DATA FOR REVIEW: Begin
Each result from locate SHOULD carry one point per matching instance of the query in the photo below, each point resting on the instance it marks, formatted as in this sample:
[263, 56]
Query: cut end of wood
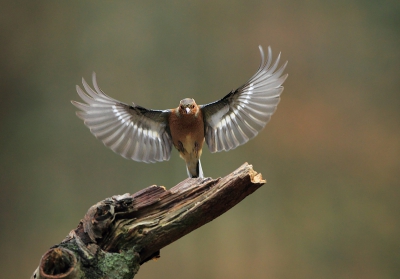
[131, 229]
[255, 176]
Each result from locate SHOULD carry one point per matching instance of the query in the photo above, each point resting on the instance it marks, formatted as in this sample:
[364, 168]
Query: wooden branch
[120, 233]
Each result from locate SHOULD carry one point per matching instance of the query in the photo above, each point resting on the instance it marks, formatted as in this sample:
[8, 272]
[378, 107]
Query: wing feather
[132, 131]
[243, 113]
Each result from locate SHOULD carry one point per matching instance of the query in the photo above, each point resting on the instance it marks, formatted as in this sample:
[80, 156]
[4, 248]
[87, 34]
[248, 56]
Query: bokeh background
DATA FOR REVIEW: End
Only the pictures are to be left out, and all of the data must otherwise be transcribed exactly.

Each result from locate SHOULD carry one point per matching instance of the query in the photo below, each point resting on the instance it marks, formatted as in this sample:
[263, 56]
Query: cut end of wood
[131, 229]
[255, 176]
Each result from locate SHOULD carry one point per matching instance of the query in the photo above, each point resting on the instance it marks, formatted as in this sample:
[364, 168]
Query: wooden branch
[120, 233]
Each result from locate SHOULD carry one point per matching instance of the query in the photo above, each point resting on the instance it marks, formatted as in this sample:
[8, 272]
[378, 107]
Query: wing feather
[132, 131]
[243, 113]
Each result from locate SHOULD carry one point per matching instance of the query in the photo above, each point resting on the instance it marks, formatted as in this sample:
[80, 156]
[4, 248]
[87, 34]
[248, 56]
Query: bokeh background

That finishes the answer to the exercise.